Top of EXERCISE PASSAGE

Fine tuning RoBerta got an unexpected keyword argument 'labels'

Hi there,

This my code to just keep training RoBerta on an additional english corpus:

# Check that PyTorch sees it
import torch
torch.cuda.is_available()
from transformers import RobertaTokenizer, RobertaModel
tokenizer = RobertaTokenizer.from_pretrained('roberta-base')
model = RobertaModel.from_pretrained('roberta-base')
#encoded_input = tokenizer(text, return_tensors='pt')
%%time
from transformers import LineByLineTextDataset

dataset = LineByLineTextDataset(
    tokenizer=tokenizer,
    file_path="./train/reports.txt",
    block_size=128,
)
from transformers import DataCollatorForLanguageModeling

data_collator = DataCollatorForLanguageModeling(
    tokenizer=tokenizer, mlm=True, mlm_probability=0.15
)
from transformers import Trainer, TrainingArguments

training_args = TrainingArguments(
    output_dir="./cyrobertapre",
    overwrite_output_dir=True,
    num_train_epochs=1,
    per_device_train_batch_size=64,
    save_steps=10_000,
    save_total_limit=2,
    prediction_loss_only=True,
)

trainer = Trainer(
    model=model,
    args=training_args,
    data_collator=data_collator,
    train_dataset=dataset,
)
%%time
trainer.train()

I am getting a type error:

TypeError: RobertaModel.forward() got an unexpected keyword argument ‘labels’

I don’t know what it means.
Any help?

RoBERTa (huggingface.co)

Bottom of EXERCISE PASSAGE
Top of DATA RECORDS

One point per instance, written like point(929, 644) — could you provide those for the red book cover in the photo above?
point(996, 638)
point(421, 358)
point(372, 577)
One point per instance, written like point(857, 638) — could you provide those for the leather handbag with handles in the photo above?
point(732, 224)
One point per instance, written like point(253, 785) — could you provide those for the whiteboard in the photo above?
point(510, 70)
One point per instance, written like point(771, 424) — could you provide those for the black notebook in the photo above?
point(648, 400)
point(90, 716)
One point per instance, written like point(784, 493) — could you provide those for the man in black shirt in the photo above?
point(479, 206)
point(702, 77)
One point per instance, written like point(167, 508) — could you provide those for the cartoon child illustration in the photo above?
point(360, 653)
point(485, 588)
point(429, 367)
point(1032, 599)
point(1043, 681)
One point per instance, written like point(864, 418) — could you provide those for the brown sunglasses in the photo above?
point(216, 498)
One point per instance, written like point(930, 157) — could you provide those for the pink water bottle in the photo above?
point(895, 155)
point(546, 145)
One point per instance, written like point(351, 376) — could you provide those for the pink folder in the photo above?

Bottom of DATA RECORDS

* [CHECK YOUR UNDERSTANDING]
A. Summarize the forum thread about fine-tuning RoBERTa in two sentences.
B. Proceed with the forum thread about fine-tuning RoBERTa, starting after its final line.

* [TASK-BY-TASK ANSWERS]
A. The poster shares code that loads roberta-base with RobertaModel and tries to keep training it on an additional English corpus using LineByLineTextDataset, DataCollatorForLanguageModeling, and Trainer. Running trainer.train() raises a TypeError stating that RobertaModel.forward() got an unexpected keyword argument 'labels', and the poster asks for help because they don't know what it means.

B.
The forward pass expects certain inputs which are usually the natural output of the tokeniser

Hi,

Yes that’s because you’re loading RobertaModel, whereas you need to load a model with a head on top (could a be language modeling head on top, a sequence classification head, etc.). xxxModel in the Transformers library usually doesn’t include any downstream head on top, hence they don’t take the labels keyword argument.

In your case, you need to load the RobertForCausalLM, which is RobertaModel with a language modeling head on top for causal language modeling (the task of predicting the next token).

However, using Roberta for this task is typically not recommended, as the pre-trained wieghts of roberta-base are trained using bidirectional attention, suitable for tasks like classification, extractive question answering. Roberta is an encoder-only Transformer, unlike decoder-only LLMs such as ChatGPT, Llama, Mistral, etc.